> [SHORT PROBLEM]: Reproduce the passage of the film grain discussion from "For the half" up to and including "procedure with duplicate?", word for word.

For the half hour loop, did you blend from one to the next or did it work as just hard cuts from the end to the beginning over and over?
 
From my experience it works fine without any additional blending.

I've usually just put the grain overlay on top, do some adjustments on it, and it usually ends up looking fine:

Before: https://images4.imagebam.com/89/a1/5c/MEFYHRN_o.png
After: https://images4.imagebam.com/b2/11/8e/MEFYHRK_o.png

What are the advantages of that procedure with duplicate?

Real film grain has more grain in dark areas, less grain the lighter it becomes and no grain in very light areas like the sun or bright highlights. It has to do with crystallization and science you can look it up. Since your layer has the same amount of grain everywhere, it's not an accurate depiction if how film looks. Your grain looks better that digital, but it can look even better.

It's just a matter of how accurate you want your digital film to represent actual film.
 
Since your layer has the same amount of grain everywhere, it's not an accurate depiction if how film looks.
Well, it seems I dont mind it may be not that accurate.
That being said, I will give it a shot to see how different/better will be the end result with your method.

BTW, what software are you using?

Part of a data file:
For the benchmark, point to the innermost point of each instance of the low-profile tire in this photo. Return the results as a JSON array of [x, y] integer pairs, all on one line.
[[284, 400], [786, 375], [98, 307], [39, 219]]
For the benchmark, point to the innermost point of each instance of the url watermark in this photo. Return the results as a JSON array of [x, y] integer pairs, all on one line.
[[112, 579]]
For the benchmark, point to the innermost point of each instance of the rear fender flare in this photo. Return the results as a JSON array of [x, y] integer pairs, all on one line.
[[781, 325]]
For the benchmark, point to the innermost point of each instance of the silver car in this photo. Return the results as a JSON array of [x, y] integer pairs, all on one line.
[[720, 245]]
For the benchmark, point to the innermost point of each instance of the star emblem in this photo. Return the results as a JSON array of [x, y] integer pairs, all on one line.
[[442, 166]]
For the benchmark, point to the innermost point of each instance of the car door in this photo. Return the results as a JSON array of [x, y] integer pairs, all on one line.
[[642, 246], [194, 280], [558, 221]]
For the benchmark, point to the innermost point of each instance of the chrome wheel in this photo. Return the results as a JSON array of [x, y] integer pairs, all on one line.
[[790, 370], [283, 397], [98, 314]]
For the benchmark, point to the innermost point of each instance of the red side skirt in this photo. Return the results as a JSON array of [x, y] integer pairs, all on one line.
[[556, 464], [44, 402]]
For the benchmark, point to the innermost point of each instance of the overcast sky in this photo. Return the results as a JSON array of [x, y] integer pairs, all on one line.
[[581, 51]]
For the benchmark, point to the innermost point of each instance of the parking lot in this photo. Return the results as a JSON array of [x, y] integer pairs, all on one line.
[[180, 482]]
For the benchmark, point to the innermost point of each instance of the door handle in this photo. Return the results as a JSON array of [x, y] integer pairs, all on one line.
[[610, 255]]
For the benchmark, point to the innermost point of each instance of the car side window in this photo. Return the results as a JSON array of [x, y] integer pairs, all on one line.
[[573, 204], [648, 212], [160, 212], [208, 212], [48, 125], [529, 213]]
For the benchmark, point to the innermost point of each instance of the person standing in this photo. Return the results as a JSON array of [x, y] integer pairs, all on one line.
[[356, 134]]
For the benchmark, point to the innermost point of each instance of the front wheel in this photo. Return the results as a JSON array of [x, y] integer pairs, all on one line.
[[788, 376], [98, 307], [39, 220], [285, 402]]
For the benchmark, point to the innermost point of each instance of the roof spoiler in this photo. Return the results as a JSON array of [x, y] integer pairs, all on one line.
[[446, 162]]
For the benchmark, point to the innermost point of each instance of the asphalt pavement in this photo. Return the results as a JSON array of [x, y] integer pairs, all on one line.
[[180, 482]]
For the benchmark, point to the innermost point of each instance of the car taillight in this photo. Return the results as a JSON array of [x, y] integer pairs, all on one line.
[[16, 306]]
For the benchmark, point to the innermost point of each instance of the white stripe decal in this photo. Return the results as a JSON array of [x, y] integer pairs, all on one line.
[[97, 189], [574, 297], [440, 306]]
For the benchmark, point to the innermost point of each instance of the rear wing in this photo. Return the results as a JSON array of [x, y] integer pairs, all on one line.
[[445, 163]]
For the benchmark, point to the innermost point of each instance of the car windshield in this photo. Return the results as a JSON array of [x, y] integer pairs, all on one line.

> [SOLUTION]:
For the half hour loop, did you blend from one to the next or did it work as just hard cuts from the end to the beginning over and over?
 
From my experience it works fine without any additional blending.

I've usually just put the grain overlay on top, do some adjustments on it, and it usually ends up looking fine:

Before: https://images4.imagebam.com/89/a1/5c/MEFYHRN_o.png
After: https://images4.imagebam.com/b2/11/8e/MEFYHRK_o.png

What are the advantages of that procedure with duplicate?